EXERCISE DESCRIPTION: Render every one of the rows below as a numbered list, skipping any blank lines.

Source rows

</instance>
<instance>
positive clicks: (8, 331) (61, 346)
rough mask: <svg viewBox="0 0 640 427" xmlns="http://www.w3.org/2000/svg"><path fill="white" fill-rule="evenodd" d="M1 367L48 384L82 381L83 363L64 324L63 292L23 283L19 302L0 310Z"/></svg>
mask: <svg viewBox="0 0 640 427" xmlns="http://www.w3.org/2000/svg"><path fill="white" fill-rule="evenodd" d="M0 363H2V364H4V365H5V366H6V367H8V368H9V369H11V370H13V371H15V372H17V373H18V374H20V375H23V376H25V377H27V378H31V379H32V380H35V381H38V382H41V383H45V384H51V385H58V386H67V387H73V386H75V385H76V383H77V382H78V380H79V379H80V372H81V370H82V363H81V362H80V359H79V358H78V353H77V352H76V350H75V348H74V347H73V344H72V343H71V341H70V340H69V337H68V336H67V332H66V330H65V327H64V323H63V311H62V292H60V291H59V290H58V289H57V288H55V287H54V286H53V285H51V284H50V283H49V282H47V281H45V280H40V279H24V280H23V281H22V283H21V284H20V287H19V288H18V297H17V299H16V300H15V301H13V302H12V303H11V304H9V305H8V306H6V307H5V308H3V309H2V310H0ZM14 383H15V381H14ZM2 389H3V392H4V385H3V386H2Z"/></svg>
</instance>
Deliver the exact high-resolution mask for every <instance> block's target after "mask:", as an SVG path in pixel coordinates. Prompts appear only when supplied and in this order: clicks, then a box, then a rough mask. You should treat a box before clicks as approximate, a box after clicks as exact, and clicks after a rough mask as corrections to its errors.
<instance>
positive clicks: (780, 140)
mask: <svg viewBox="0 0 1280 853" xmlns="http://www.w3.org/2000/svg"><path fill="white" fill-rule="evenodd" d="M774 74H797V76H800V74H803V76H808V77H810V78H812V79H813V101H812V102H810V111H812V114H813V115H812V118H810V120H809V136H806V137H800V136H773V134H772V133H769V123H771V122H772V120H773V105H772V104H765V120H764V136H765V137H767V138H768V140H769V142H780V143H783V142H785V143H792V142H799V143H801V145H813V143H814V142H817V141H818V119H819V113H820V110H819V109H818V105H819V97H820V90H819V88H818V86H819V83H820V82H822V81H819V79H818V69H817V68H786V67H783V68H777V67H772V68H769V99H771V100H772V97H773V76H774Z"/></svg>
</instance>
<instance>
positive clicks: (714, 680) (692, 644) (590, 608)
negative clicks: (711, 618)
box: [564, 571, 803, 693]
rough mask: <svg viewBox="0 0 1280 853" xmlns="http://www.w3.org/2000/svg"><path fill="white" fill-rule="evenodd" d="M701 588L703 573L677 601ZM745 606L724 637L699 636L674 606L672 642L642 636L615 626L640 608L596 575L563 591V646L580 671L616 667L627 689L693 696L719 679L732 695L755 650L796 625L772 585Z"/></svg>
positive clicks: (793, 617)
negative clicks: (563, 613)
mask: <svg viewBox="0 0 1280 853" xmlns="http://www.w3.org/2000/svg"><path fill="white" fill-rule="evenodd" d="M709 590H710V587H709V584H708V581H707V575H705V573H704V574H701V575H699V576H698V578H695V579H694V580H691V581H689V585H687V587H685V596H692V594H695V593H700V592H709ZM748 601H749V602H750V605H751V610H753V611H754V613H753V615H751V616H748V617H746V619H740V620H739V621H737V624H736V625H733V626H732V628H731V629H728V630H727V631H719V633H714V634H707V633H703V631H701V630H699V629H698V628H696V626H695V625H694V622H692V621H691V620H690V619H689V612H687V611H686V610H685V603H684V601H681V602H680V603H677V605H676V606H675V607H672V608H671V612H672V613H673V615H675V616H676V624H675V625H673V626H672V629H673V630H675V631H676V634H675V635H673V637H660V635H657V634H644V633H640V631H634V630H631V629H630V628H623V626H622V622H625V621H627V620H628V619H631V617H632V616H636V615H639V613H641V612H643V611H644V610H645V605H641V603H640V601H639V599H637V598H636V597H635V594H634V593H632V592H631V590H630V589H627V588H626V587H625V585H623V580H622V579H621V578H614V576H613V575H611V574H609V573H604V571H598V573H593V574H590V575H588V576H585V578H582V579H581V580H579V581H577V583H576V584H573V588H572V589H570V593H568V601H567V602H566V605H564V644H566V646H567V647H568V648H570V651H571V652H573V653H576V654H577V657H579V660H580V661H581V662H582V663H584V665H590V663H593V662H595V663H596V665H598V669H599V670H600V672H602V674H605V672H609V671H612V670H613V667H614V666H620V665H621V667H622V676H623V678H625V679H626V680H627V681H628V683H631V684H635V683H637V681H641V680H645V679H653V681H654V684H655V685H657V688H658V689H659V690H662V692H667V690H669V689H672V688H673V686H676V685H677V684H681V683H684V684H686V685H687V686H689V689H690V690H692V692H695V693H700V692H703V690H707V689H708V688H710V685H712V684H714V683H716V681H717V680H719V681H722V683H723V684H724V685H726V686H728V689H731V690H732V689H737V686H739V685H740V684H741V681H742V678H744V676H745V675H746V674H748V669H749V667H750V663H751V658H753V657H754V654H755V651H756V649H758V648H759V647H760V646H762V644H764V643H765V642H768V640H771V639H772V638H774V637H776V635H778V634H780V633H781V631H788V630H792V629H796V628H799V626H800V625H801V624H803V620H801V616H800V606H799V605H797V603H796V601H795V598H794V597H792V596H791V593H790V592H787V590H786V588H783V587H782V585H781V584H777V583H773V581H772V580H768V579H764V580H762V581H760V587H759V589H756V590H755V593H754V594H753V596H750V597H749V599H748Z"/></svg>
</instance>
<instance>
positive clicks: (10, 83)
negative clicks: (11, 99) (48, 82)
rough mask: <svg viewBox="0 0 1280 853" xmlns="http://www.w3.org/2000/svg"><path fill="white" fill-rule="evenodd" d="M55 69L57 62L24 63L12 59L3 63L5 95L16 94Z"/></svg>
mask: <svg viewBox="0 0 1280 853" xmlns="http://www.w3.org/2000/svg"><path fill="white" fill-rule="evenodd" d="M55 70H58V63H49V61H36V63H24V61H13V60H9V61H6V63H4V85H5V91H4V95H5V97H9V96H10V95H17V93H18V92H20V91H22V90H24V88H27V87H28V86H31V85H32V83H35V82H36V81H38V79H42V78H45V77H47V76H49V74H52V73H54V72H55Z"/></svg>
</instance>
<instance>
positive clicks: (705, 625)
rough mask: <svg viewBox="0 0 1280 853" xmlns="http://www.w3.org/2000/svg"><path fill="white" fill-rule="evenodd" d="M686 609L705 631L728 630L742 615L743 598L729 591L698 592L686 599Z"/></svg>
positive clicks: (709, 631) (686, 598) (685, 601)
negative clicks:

OUTPUT BELOW:
1. </instance>
2. <instance>
3. positive clicks: (8, 331) (61, 346)
4. rough mask: <svg viewBox="0 0 640 427" xmlns="http://www.w3.org/2000/svg"><path fill="white" fill-rule="evenodd" d="M1 367L48 384L82 381L83 363L64 324L63 292L23 283L19 302L0 310Z"/></svg>
5. mask: <svg viewBox="0 0 640 427" xmlns="http://www.w3.org/2000/svg"><path fill="white" fill-rule="evenodd" d="M0 363H2V364H4V365H5V366H6V367H8V368H9V369H11V370H13V371H15V372H17V373H18V374H20V375H23V376H25V377H27V378H31V379H32V380H35V381H38V382H41V383H45V384H51V385H58V386H67V387H73V386H75V385H76V383H77V382H78V380H79V379H80V372H81V370H82V363H81V362H80V359H79V358H78V353H77V352H76V350H75V348H74V347H73V344H72V343H71V341H70V340H69V337H68V336H67V332H66V330H65V327H64V323H63V311H62V292H60V291H59V290H58V289H57V288H55V287H54V286H53V285H51V284H50V283H49V282H47V281H45V280H40V279H24V280H23V281H22V283H21V284H20V287H19V288H18V297H17V299H16V300H15V301H13V302H12V303H11V304H9V305H8V306H6V307H5V308H3V309H2V310H0ZM14 383H15V381H14ZM2 389H3V392H4V385H3V386H2Z"/></svg>
6. </instance>
7. Deliver the exact high-resolution mask for every <instance> block's target after "mask:", as an SVG path in pixel coordinates. Prompts appear only when supplied and in this order: clicks, then a box, then a rough mask. You should treat a box before clicks as approximate, a box after clicks as exact, and clicks after a rough mask as corrections to its errors.
8. <instance>
9. positive clicks: (780, 140)
10. mask: <svg viewBox="0 0 1280 853" xmlns="http://www.w3.org/2000/svg"><path fill="white" fill-rule="evenodd" d="M774 74H797V76H800V74H803V76H808V77H810V78H812V79H813V101H812V102H810V111H812V114H813V115H812V118H810V120H809V136H806V137H800V136H773V134H772V133H769V123H771V122H772V120H773V105H772V104H765V120H764V136H765V137H767V138H768V140H769V142H780V143H783V142H785V143H792V142H799V143H801V145H813V143H814V142H817V141H818V119H819V113H820V110H819V109H818V105H819V97H820V90H819V88H818V86H819V83H820V82H822V81H819V79H818V69H817V68H786V67H783V68H777V67H772V68H769V99H771V100H772V97H773V76H774Z"/></svg>
11. </instance>
12. <instance>
13. positive clicks: (714, 680) (692, 644) (590, 608)
14. negative clicks: (711, 618)
15. box: [564, 571, 803, 693]
16. rough mask: <svg viewBox="0 0 1280 853" xmlns="http://www.w3.org/2000/svg"><path fill="white" fill-rule="evenodd" d="M701 588L703 573L677 601ZM745 606L724 637L699 636L674 606L672 642L642 636L615 626L640 608L596 575L563 591V646L580 671L616 667L627 689L693 696L719 679L732 695L755 650L796 625L772 585Z"/></svg>
17. positive clicks: (793, 617)
18. negative clicks: (563, 613)
19. mask: <svg viewBox="0 0 1280 853" xmlns="http://www.w3.org/2000/svg"><path fill="white" fill-rule="evenodd" d="M709 590H710V587H709V584H708V581H707V575H705V573H704V574H701V575H699V576H698V578H695V579H694V580H691V581H689V585H687V587H685V596H692V594H695V593H700V592H709ZM748 601H749V602H750V605H751V610H753V611H754V613H753V615H751V616H748V617H746V619H740V620H739V621H737V624H736V625H733V626H732V628H731V629H728V630H727V631H719V633H714V634H707V633H703V631H701V630H699V629H698V628H696V626H695V625H694V622H692V621H691V620H690V619H689V612H687V611H686V610H685V603H684V601H681V602H680V603H677V605H676V606H675V607H672V608H671V612H672V613H673V615H675V616H676V624H675V625H673V626H672V629H673V630H675V631H676V634H675V635H673V637H660V635H657V634H644V633H640V631H634V630H631V629H630V628H623V626H622V622H625V621H627V620H628V619H631V617H632V616H636V615H639V613H641V612H643V611H644V610H645V605H641V603H640V601H639V599H637V598H636V597H635V594H634V593H632V592H631V590H630V589H627V588H626V587H625V585H623V580H622V579H621V578H614V576H613V575H611V574H609V573H604V571H598V573H593V574H590V575H588V576H585V578H582V579H581V580H579V581H577V583H576V584H573V588H572V589H570V593H568V601H567V602H566V605H564V644H566V646H567V647H568V648H570V651H571V652H573V653H576V654H577V657H579V660H580V661H581V662H582V663H584V665H590V663H593V662H595V663H596V665H598V669H599V670H600V672H602V674H605V672H609V671H612V670H613V667H614V666H620V665H621V667H622V676H623V678H625V679H626V680H627V681H628V683H631V684H635V683H637V681H641V680H645V679H653V681H654V684H655V685H657V688H658V689H659V690H662V692H667V690H669V689H672V688H673V686H676V685H677V684H681V683H684V684H686V685H687V686H689V689H690V690H692V692H695V693H700V692H703V690H707V689H708V688H710V685H712V684H714V683H716V681H717V680H719V681H722V683H723V684H724V685H726V686H728V689H731V690H732V689H737V686H739V685H740V684H741V681H742V678H744V676H745V675H746V674H748V669H749V667H750V663H751V658H753V657H754V654H755V651H756V649H758V648H759V647H760V646H762V644H764V643H765V642H768V640H771V639H772V638H774V637H776V635H778V634H780V633H781V631H788V630H792V629H796V628H799V626H800V625H801V624H803V620H801V616H800V606H799V605H797V603H796V601H795V598H794V597H792V596H791V593H790V592H787V590H786V588H783V587H782V585H781V584H777V583H773V581H772V580H768V579H764V580H762V581H760V587H759V589H756V590H755V593H754V594H753V596H750V597H749V599H748Z"/></svg>
20. </instance>
21. <instance>
22. positive clicks: (10, 83)
23. negative clicks: (11, 99) (48, 82)
24. rough mask: <svg viewBox="0 0 1280 853" xmlns="http://www.w3.org/2000/svg"><path fill="white" fill-rule="evenodd" d="M55 69L57 62L24 63L12 59L3 63L5 95L16 94Z"/></svg>
25. mask: <svg viewBox="0 0 1280 853" xmlns="http://www.w3.org/2000/svg"><path fill="white" fill-rule="evenodd" d="M55 70H58V63H49V61H36V63H24V61H13V60H9V61H6V63H4V85H5V91H4V95H5V97H9V96H10V95H17V93H18V92H20V91H22V90H24V88H27V87H28V86H31V85H32V83H35V82H36V81H38V79H42V78H45V77H47V76H49V74H52V73H54V72H55Z"/></svg>
26. </instance>
27. <instance>
28. positive clicks: (705, 625)
29. rough mask: <svg viewBox="0 0 1280 853" xmlns="http://www.w3.org/2000/svg"><path fill="white" fill-rule="evenodd" d="M686 609L705 631L728 630L742 615L743 598L729 591L698 592L686 599Z"/></svg>
30. positive clicks: (709, 631) (686, 598) (685, 601)
31. negative clicks:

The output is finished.